**Texte à lire**
Contexte et enjeux
L’un des enjeux majeurs pour accéder à une valorisation énergétique et agronomique optimisée des déchets et résidus organiques est de promouvoir des cascades technologiques innovantes, qui minimisent les impacts environnementaux et permettent de développer une bioéconomie sur les territoires. Si l’on considère la production d’énergie renouvelable sur la base de la biomasse, deux grandes voies se dégagent : la méthanisation et la thermo-conversion (pyrolyse/gazéification). Parallèlement, le compostage reste encore une solution largement répandue de transformation/stabilisation avant retour au sol des déchets organiques. Ces trois types de procédés aboutissent à des produits variés : énergie, huiles à haute valeur ajoutée, digestats, biochar et compost. Cependant, il existe pour chacun d’eux des limites et des questionnements. Ainsi, la méthanisation conduit à la production de digestat caractérisé par sa forte teneur en azote, notamment en azote ammoniacal dont le comportement peut significativement différer de celui d’un produit organique non méthanisé. Un potentiel accru d’émission ammoniacale a ainsi été observé lors du stockage et du retour au sol de digestat. Ces émissions vont également apparaitre lors du compostage du digestat solide, qui reste à ce jour la principale voie d’obtention d’un statut de produit pour les digestats. La pyrolyse produit quant à elle des biochars qui soulèvent des questions concernant leurs effets agronomiques. Enfin, l’un des verrous du procédé de compostage réside dans les pertes azotées (NH3 et N2O) qui entrainent un impact environnemental négatif et de plus limitent l’intérêt agronomique du produit obtenu. En particulier, la comparaison du compostage de déchets non méthanisés et de digestats montrent des émissions plus importantes dans le cas des digestats, la part d’azote perdue pouvant aller jusqu’à 70% de l’azote initialement contenu. De plus des émissions de N2O sont fréquemment observées dans une phase tardive du compostage de digestat. L’enjeu de minimisation des émissions azotées lors du compostage des digestats est donc crucial pour limiter l’impact environnemental du traitement mais également pour optimiser la valeur fertilisante des composts de digestats.

**Exercice A**
Condensez sous forme de liste le paragraphe du texte sur les digestats qui commence par « L’un des enjeux majeurs », en gardant ses faits essentiels.
Le texte sur les digestats et le relevé n’ont aucun lien entre eux.

Relevé de points annotés
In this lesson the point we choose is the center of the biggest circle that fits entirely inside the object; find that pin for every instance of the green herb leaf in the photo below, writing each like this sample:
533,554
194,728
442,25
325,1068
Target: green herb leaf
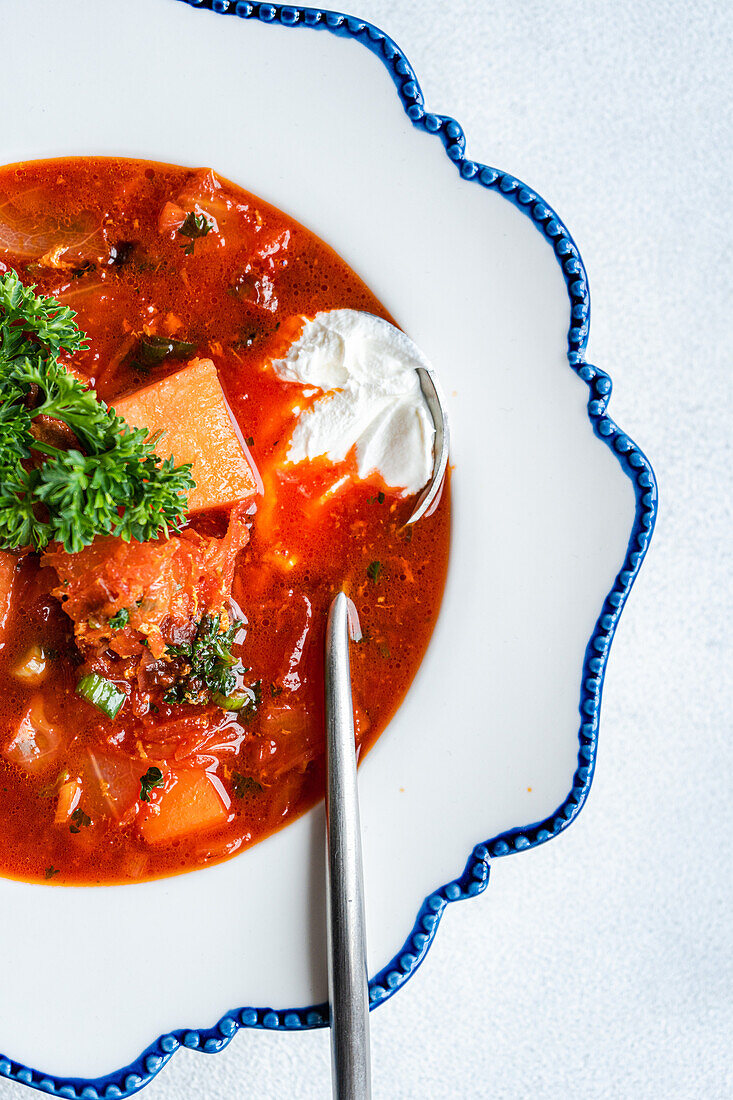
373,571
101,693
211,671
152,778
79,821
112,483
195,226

**Exercice B**
Modifiez le relevé en remplaçant « green herb leaf » par « basil leaf », sans rien changer d’autre. Recopiez-le sans les images.

**Réponse A**
- Enjeu : mieux valoriser les déchets et résidus organiques, sur le plan énergétique et agronomique, grâce à des cascades technologiques innovantes qui réduisent les impacts environnementaux et favorisent une bioéconomie territoriale.
- Procédés principaux : méthanisation et thermo-conversion (pyrolyse/gazéification) pour l’énergie renouvelable, compostage pour stabiliser les déchets avant leur retour au sol.
- Produits obtenus : énergie, huiles à haute valeur ajoutée, digestats, biochar et compost.
- Méthanisation : le digestat est riche en azote ammoniacal, d’où davantage d’émissions d’ammoniac au stockage, à l’épandage et lors de son compostage, principale voie pour lui donner un statut de produit.
- Pyrolyse : les effets agronomiques des biochars restent discutés.
- Compostage : les pertes azotées (NH3 et N2O) nuisent à l’environnement et réduisent l’intérêt agronomique. Avec les digestats, elles sont plus fortes et peuvent atteindre 70 % de l’azote initial. Du N2O est souvent émis en fin de compostage.
- Conclusion : réduire ces émissions est crucial, à la fois pour l’environnement et pour la valeur fertilisante des composts de digestats.

**Réponse B**
In this lesson the point we choose is the center of the biggest circle that fits entirely inside the object; find that pin for every instance of the basil leaf in the photo below, writing each like this sample:
533,554
194,728
442,25
325,1068
Target: basil leaf
373,571
101,693
211,671
152,778
79,821
112,483
195,226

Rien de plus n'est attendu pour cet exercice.